• **What you should do**
Every record must be transcribed in its entirety, apart from the images, which are to be omitted.

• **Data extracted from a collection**

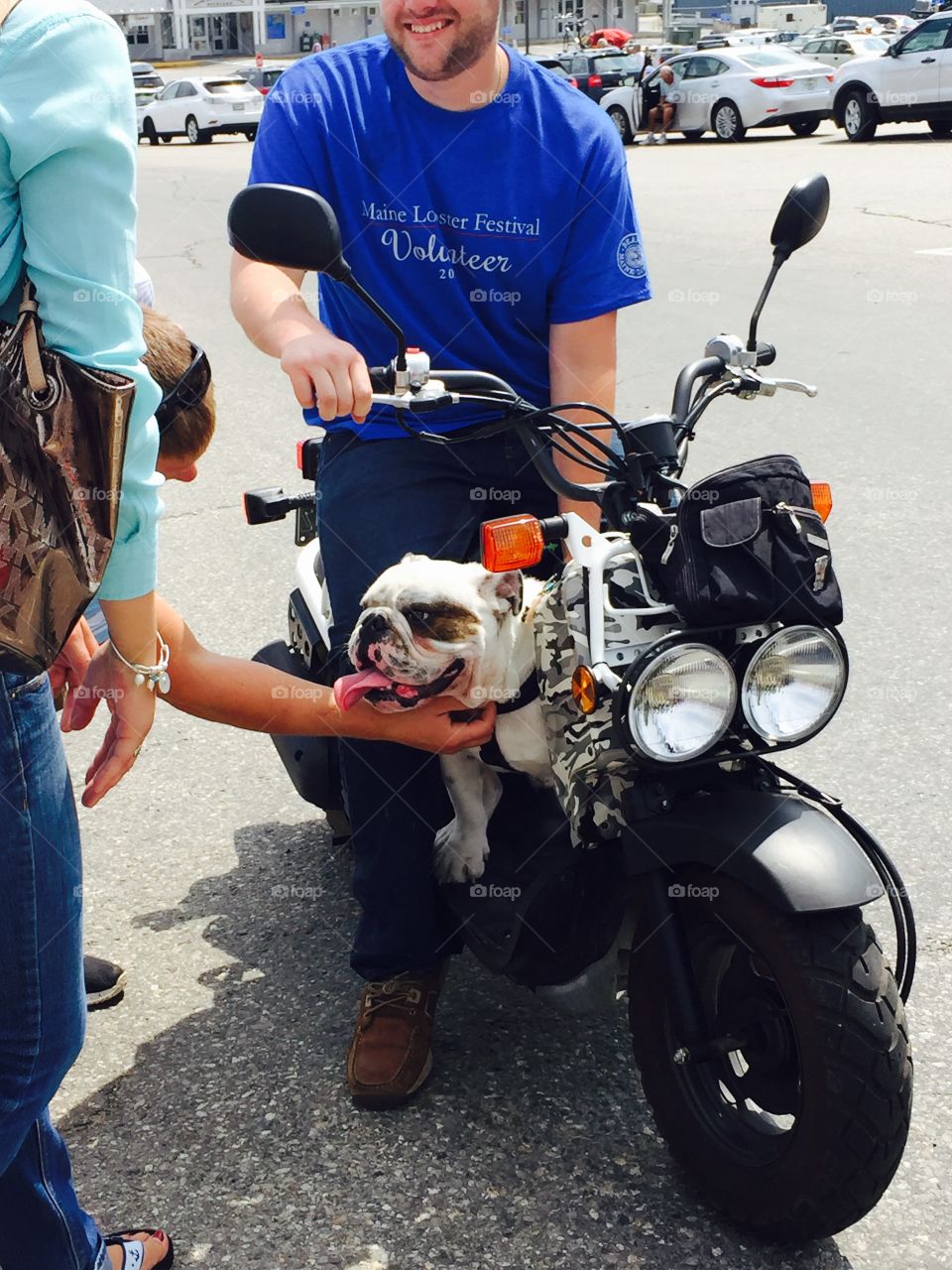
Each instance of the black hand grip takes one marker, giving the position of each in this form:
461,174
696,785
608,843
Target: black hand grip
687,380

• **Written answer**
Each instance of the black hand grip takes one marker, giving the position of each in this form:
461,174
696,785
608,843
Target: black hand grip
687,380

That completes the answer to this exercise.